Segment Start: Page extract

- Ovett Location within Mississippi Ovett Location within the United States
- Coordinates: 31°29′08″N 89°01′58″W﻿ / ﻿31.48556°N 89.03278°W
- Country: United States
- State: Mississippi
- County: Jones

Area
- • Total: 1.74 sq mi (4.51 km^{2})
- • Land: 1.73 sq mi (4.49 km^{2})
- • Water: 0.012 sq mi (0.03 km^{2})
- Elevation: 200 ft (61 m)

Population (2020)
- • Total: 183
- • Density: 105.6/sq mi (40.79/km^{2})
- Time zone: UTC-6 (Central (CST))
- • Summer (DST): UTC-5 (CDT)
- ZIP code: 39464
- Area code: 601
- FIPS code: 28-54680
- GNIS feature ID: 694284

= Ovett, Mississippi =

Unincorporated community in Mississippi, US

Ovett is a census-designated place and unincorporated community in southeastern Jones County, Mississippi. Ovett is part of the Laurel Micropolitan Statistical Area. As of the 2020 census, Ovett had a population of 183.
==History==
It was first established as a sawmill town in the early 20th century. Ovett is located on the former Gulf, Mobile and Ohio Railroad and was once home to six general stores, a blacksmith, pharmacy, three lumber companies, and two grocery stores.

It was first named as a CDP in the 2020 Census which listed a population of 183.

Camp Sister Spirit, a feminist retreat, is located in Ovett.

==Geography==
Ovett is located just west of the De Soto National Forest and Highway 15. The community has a post office with the ZIP code 39464.

==Demographics==

Ovett was first listed as a census designated place in the 2020 U.S. census.

Segment End: Page extract
Segment Start: Source data

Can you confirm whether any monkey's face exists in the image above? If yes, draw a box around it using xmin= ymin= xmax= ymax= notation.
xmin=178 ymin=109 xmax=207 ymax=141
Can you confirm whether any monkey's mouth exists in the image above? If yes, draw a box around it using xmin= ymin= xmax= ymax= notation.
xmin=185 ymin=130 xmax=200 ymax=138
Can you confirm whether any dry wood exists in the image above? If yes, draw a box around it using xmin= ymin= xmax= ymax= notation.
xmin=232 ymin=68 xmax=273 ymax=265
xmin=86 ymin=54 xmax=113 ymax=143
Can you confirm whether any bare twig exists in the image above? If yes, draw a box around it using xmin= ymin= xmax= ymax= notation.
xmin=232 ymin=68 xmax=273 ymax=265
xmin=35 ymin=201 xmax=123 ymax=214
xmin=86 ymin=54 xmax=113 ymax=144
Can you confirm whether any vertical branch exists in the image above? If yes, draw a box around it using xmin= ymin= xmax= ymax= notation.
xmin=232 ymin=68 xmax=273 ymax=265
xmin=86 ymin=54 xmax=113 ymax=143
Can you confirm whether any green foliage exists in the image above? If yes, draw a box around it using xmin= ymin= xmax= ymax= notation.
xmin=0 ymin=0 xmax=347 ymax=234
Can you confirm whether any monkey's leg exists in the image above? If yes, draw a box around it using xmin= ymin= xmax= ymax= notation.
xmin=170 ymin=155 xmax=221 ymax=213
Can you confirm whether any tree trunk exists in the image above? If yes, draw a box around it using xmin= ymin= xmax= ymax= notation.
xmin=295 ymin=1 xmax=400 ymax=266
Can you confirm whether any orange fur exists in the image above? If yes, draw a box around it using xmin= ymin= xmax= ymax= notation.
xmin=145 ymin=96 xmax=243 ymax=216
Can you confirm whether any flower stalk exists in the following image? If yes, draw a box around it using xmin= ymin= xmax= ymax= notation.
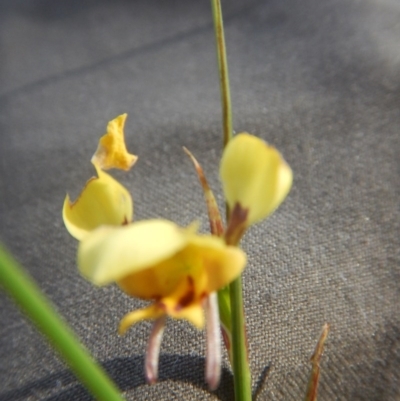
xmin=211 ymin=0 xmax=251 ymax=401
xmin=0 ymin=245 xmax=123 ymax=401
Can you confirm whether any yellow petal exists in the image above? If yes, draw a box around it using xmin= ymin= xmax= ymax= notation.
xmin=167 ymin=301 xmax=204 ymax=330
xmin=63 ymin=166 xmax=133 ymax=240
xmin=187 ymin=236 xmax=247 ymax=294
xmin=118 ymin=304 xmax=164 ymax=335
xmin=220 ymin=133 xmax=292 ymax=225
xmin=78 ymin=220 xmax=193 ymax=285
xmin=92 ymin=114 xmax=137 ymax=171
xmin=118 ymin=235 xmax=246 ymax=303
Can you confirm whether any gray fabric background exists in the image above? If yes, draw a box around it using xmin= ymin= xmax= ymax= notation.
xmin=0 ymin=0 xmax=400 ymax=401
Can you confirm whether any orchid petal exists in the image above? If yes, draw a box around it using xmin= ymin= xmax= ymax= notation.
xmin=78 ymin=220 xmax=192 ymax=285
xmin=92 ymin=114 xmax=137 ymax=171
xmin=220 ymin=133 xmax=292 ymax=226
xmin=63 ymin=166 xmax=133 ymax=240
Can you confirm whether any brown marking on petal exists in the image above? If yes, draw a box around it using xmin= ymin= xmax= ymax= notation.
xmin=200 ymin=291 xmax=208 ymax=300
xmin=175 ymin=276 xmax=195 ymax=311
xmin=225 ymin=202 xmax=249 ymax=245
xmin=157 ymin=302 xmax=167 ymax=312
xmin=221 ymin=326 xmax=231 ymax=352
xmin=68 ymin=177 xmax=99 ymax=209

Segment End: Source data

• _Exercise requirements_
Please carry on the article about Ovett, Mississippi from the point where it stops. The material above isn't needed.

• _Expected answer_
Historical population
| Census | Pop. | Note | %± |
| 2020 | 183 |  | — |
U.S. Decennial Census 2020

===2020 census===

Ovett CDP, Mississippi – Racial and ethnic composition Note: the US Census treats Hispanic/Latino as an ethnic category. This table excludes Latinos from the racial categories and assigns them to a separate category. Hispanics/Latinos may be of any race.
| Race / Ethnicity (NH = Non-Hispanic) | Pop 2020 | % 2020 |
|---|---|---|
| White alone (NH) | 180 | 98.36% |
| Black or African American alone (NH) | 0 | 0.00% |
| Native American or Alaska Native alone (NH) | 0 | 0.00% |
| Asian alone (NH) | 0 | 0.00% |
| Pacific Islander alone (NH) | 0 | 0.00% |
| Some Other Race alone (NH) | 0 | 0.00% |
| Mixed Race or Multi-Racial (NH) | 2 | 1.09% |
| Hispanic or Latino (any race) | 1 | 0.55% |
| Total | 183 | 100.00% |

==Education==
Residents are in the Jones County School District.

Jones County is in the zone of Jones College.